• [QUESTIONS ON THE MATERIAL]
**a.** Translate this sentence from the Tierra del Fuego passage into Spanish: "Sheep arrived in southern Patagonia in 1877, brought up from the British sheep farms in the Falklands."
**b.** Using the Tierra del Fuego passage, decide whether each statement is true, answering yes or no and quoting the words that settle it: (i) Grey foxes were introduced to the region before European rabbits. (ii) The myxoma virus killed 97 percent of the region's rabbits. (iii) Vast sheep farms occupy the southern part of Isla Grande.
**c.** Carry on the Tierra del Fuego passage from its final sentence.

• [TEXT]
The Pampas Beaver Assemblage
All kinds of recent animal introductions are remaking Tierra del Fuego: first missionaries brought European rabbits over from the Falklands, then grey foxes were introduced to deal with the rabbit “outbreak.” Later still, the Brazilian myxoma virus was introduced, which successfully killed 97 percent of the region’s thirty million rabbits.42 In recent years, other animals have settled on the islands, including mink, muskrat, and wild pigs.43 While the specifics of these animal diasporas differ, in general they are all processes of multispecies mobility entangled in the dynamics of settler colonialism in Patagonia.
Yet of all these animal diasporas, sheep have been the most significant. Though Tierra del Fuego may as well be a metonym for isolated wilderness, for the most part it is a working, agrarian landscape. Vast sheep farms occupy the northern part of Isla Grande as they do the rest of southern Patagonia. Sheep arrived in southern Patagonia in 1877, brought up from the British sheep farms in the Falklands. Anglo and Central European settlers soon followed. Since then, the island of Isla Grande has been dominated by sheep, with an average of two to three million sheep roaming the pampas over the past century. The introduction of sheep ranching to southern Patagonia disrupted the fairly amicable relations that seemed to have existed between early settlers in Punta Arenas, the penal colony capital of southern Patagonia, and the local indigenous communities.44 The subsequent decades brought continued usurpation of indigenous land for ranching and vicious cycles of escalating violence, along with introduced diseases and missionization, eventually leading to the near extermination of all of the indigenous communities in the Magellan region.45 It is quite clear that the Patagonian sheep complex was part of the apparatus of territoriality that transformed the pampas into a “neo-Europe.”46 Patrick Wolfe reminds us that territorial invasions associated with settler colonialism are “a structure, not an event,” though with Crosby’s Ecological Imperialism in mind, we see how territorial invasions are ongoing multispecies processes.47
Reminders of the area’s colonial history can be found throughout the pampas. Tourists pour over dog-eared copies of Lucas Bridges’s Uttermost Part of the Earth (2007), a fascinating account of colonial settlement and missionary work in Tierra del Fuego, as well as Bruce Chatwin’s In Patagonia (2003), a travelogue of colonial nostalgia. For the few tourists who drive the interior roads of Isla Grande, scattered historic markers interpret the grand era of the estancias, the local term for large Patagonian ranches. At the turn of the last century, two large companies managed the majority of lands within Chilean Isla Grande for sheep ranching.48 Fifty years of agrarian reform succeeded in subdividing these initial grand estancias into about five hundred smaller ranches, an uneven process Peter Klepeis and Paul Laris argue led to land degradation.49 Over the past century, changes in market prices for wool and the impacts of agrarian reform have shaped estancia life; though, in practice, the nineteenth-century Patagonian aesthetics and practices of production continue to govern the pampas as a territorial assemblage.

• [DATA LISTING]
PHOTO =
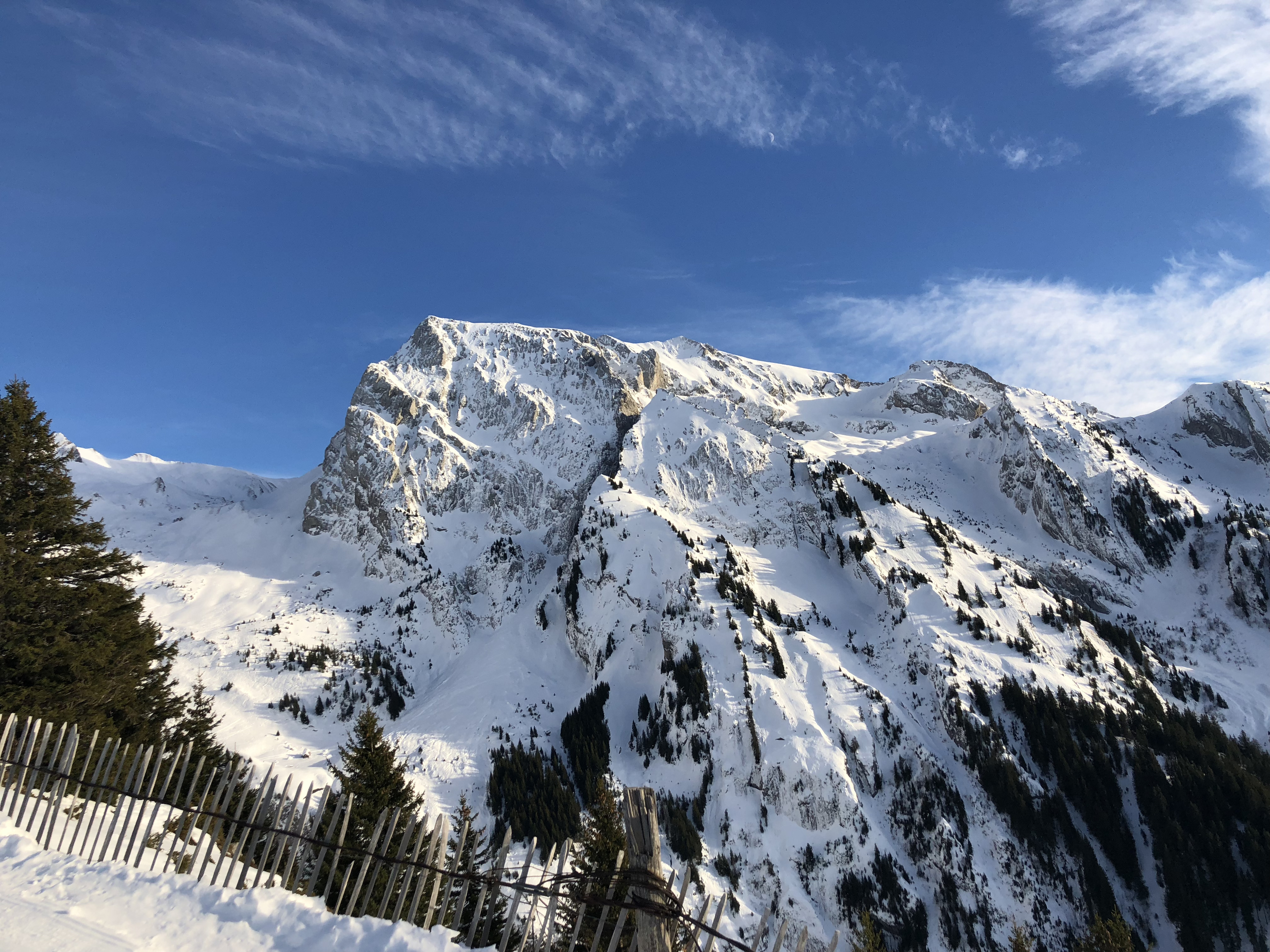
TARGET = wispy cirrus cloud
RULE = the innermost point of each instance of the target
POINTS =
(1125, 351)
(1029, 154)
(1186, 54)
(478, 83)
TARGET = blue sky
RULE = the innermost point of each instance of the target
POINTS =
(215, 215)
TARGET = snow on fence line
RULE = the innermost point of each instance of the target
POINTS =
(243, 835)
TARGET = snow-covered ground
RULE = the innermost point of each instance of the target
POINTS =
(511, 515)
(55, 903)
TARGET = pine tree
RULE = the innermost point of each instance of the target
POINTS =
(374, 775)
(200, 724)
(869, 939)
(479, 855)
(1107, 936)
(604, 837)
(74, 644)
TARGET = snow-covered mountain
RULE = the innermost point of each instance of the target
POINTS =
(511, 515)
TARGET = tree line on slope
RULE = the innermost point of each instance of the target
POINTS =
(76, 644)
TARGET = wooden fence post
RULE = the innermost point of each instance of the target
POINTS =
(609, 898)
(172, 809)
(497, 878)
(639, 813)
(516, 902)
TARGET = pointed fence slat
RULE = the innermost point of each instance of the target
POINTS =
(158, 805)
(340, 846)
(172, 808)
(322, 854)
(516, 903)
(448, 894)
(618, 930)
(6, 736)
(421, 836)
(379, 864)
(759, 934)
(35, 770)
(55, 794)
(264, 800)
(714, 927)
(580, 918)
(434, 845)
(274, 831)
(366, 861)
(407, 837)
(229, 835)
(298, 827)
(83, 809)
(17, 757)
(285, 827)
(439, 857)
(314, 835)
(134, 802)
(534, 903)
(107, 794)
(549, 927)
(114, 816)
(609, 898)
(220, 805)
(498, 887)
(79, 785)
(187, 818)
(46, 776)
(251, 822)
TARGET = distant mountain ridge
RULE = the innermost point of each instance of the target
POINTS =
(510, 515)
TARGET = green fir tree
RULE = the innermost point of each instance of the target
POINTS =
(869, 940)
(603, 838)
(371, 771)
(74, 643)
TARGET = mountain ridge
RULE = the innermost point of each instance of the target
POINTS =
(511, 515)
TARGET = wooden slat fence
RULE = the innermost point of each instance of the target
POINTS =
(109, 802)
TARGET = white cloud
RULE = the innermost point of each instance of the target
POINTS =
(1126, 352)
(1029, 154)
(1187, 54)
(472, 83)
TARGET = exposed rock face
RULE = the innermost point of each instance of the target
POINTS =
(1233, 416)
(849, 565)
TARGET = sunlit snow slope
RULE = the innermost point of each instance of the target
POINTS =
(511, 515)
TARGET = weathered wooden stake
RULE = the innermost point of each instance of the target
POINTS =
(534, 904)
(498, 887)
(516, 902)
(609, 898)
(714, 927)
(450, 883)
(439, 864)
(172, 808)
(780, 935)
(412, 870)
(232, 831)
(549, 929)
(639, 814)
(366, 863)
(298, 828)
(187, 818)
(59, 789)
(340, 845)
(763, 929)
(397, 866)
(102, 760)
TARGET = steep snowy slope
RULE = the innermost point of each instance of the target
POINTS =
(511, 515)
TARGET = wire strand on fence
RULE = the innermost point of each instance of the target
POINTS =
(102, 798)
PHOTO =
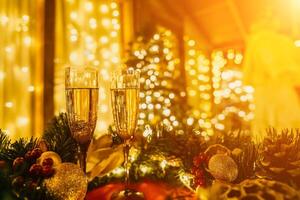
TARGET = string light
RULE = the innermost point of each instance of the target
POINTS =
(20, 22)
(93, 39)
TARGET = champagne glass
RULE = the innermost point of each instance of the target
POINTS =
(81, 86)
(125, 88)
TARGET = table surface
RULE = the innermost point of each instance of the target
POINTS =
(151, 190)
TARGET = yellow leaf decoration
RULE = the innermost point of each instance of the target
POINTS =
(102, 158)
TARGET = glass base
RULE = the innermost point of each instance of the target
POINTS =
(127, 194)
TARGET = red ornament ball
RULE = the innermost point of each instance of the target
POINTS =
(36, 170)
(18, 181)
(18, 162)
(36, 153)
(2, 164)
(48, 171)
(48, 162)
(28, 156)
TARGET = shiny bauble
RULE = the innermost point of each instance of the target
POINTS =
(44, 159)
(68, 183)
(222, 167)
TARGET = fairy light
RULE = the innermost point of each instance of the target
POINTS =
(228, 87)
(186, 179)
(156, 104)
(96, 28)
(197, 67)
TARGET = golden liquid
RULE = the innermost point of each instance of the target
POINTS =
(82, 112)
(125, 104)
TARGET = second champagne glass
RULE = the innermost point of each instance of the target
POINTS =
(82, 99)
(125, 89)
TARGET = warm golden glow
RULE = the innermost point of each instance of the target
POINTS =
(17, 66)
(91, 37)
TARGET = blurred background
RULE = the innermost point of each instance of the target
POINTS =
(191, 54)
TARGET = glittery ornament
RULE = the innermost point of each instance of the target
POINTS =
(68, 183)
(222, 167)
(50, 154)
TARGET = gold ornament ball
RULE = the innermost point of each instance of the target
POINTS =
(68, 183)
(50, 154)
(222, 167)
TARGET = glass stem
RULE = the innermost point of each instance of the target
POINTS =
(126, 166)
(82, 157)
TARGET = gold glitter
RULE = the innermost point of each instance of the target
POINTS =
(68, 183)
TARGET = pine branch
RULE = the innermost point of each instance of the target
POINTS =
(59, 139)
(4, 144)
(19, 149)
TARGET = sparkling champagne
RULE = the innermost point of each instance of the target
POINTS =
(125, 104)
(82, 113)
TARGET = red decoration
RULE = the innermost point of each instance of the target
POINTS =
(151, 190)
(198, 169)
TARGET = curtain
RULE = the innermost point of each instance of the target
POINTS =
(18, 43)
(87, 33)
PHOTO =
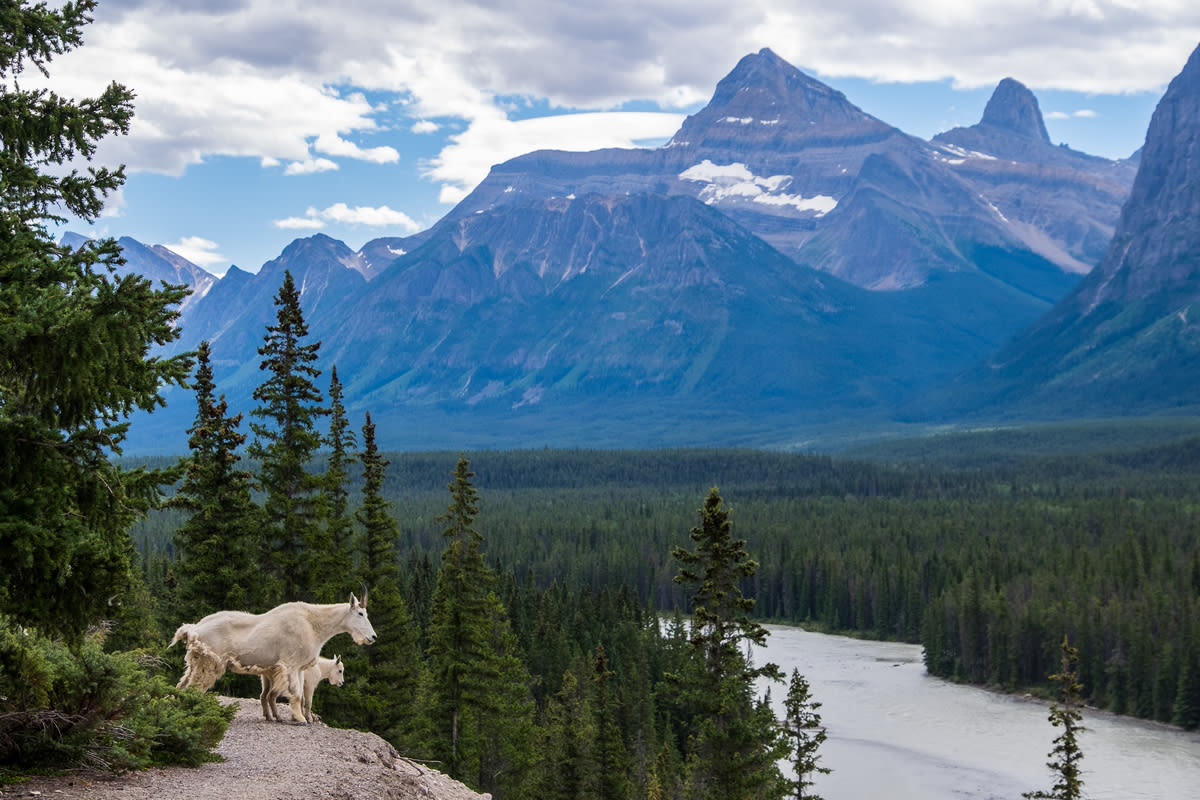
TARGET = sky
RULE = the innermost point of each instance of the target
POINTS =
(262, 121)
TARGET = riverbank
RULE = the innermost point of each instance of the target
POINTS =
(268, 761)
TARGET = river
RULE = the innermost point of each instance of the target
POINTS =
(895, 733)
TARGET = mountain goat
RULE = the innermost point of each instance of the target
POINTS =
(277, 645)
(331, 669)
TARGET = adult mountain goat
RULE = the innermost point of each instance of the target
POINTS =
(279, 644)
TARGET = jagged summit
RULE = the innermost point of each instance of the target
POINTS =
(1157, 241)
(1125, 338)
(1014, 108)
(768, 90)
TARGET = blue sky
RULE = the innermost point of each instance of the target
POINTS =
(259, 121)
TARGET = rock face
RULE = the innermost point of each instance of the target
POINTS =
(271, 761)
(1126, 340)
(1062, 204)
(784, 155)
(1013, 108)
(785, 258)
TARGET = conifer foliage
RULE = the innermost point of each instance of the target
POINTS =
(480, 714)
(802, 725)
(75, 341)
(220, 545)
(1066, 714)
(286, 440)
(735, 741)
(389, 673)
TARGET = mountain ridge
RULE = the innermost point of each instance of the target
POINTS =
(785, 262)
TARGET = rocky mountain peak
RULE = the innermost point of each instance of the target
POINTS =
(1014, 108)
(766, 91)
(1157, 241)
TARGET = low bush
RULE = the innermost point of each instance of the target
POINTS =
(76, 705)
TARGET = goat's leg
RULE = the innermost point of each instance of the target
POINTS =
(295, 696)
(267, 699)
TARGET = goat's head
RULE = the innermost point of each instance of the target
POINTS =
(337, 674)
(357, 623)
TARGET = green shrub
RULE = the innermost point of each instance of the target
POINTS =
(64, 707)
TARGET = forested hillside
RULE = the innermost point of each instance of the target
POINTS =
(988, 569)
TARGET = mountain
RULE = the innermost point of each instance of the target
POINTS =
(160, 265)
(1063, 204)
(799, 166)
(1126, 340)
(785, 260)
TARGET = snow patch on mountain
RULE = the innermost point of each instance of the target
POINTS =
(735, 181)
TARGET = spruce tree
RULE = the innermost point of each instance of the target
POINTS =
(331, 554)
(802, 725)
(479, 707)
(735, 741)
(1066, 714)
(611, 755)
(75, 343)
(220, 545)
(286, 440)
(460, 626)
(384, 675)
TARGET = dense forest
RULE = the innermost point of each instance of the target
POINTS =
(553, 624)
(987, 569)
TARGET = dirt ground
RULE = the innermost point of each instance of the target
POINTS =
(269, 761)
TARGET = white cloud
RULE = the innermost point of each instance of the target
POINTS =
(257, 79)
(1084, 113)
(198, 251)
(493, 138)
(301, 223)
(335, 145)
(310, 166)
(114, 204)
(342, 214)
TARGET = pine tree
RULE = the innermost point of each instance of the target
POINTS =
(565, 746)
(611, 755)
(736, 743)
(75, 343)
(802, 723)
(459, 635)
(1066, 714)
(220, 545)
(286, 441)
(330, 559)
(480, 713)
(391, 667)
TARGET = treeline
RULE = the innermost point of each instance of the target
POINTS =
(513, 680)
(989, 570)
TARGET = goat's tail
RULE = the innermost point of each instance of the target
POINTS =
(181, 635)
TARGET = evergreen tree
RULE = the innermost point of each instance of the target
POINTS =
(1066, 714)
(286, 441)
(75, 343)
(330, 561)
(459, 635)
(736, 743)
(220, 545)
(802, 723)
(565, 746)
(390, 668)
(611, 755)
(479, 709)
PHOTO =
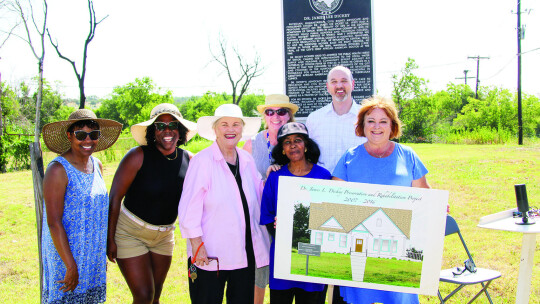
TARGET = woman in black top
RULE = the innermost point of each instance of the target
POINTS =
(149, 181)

• [RESPONSES BY TASK]
**a.** Las ovejas llegaron a la Patagonia austral en 1877, traídas desde las granjas ovinas británicas de las Malvinas.

**b.**
(i) No: "first missionaries brought European rabbits over from the Falklands, then grey foxes were introduced to deal with the rabbit “outbreak.”"
(ii) Yes: "successfully killed 97 percent of the region’s thirty million rabbits"
(iii) No: "Vast sheep farms occupy the northern part of Isla Grande"

**c.**
Sheep are the central organizing principle of life on the pampas. Estancia people think sheep, listen to sheep, and care deeply about sheep. The island’s grasslands are fenced and organized into vast grazing pastures and corrals to benefit sheep production (fig. 4). The year, too, is organized by the reproductive cycles of sheep and the production of wool: there are times for lambs, for shearing, for culling, and for artificial insemination. Horses and dogs are entangled in this sheep world. Australian kelpies and border collies, or the Patagonian variants, seem to have sheep knowledge inscribed into their DNA, though this horse-dog-human collaboration requires years of training and becoming together in the work of sheep. People and dogs eat sheep at almost every meal. Estancia owners are committed to sheep life as both a business and, for many, an identity linked to a particular colonial heritage. Owners worry about the cost of production, technologies of breeding, and the price of wool and are increasingly interested in new approaches to rangeland management. Like beavers, sheep are entangled in complicated global assemblages of animals, humans, infrastructure, technology, and related discursive logics. Sheep stock is imported from New Zealand, the Falkland’s, and South Africa. Their wool is shipped for grading in New Zealand, then sold through multinational corporations, and often shipped to China, where the wool is made into sweaters and other commodities.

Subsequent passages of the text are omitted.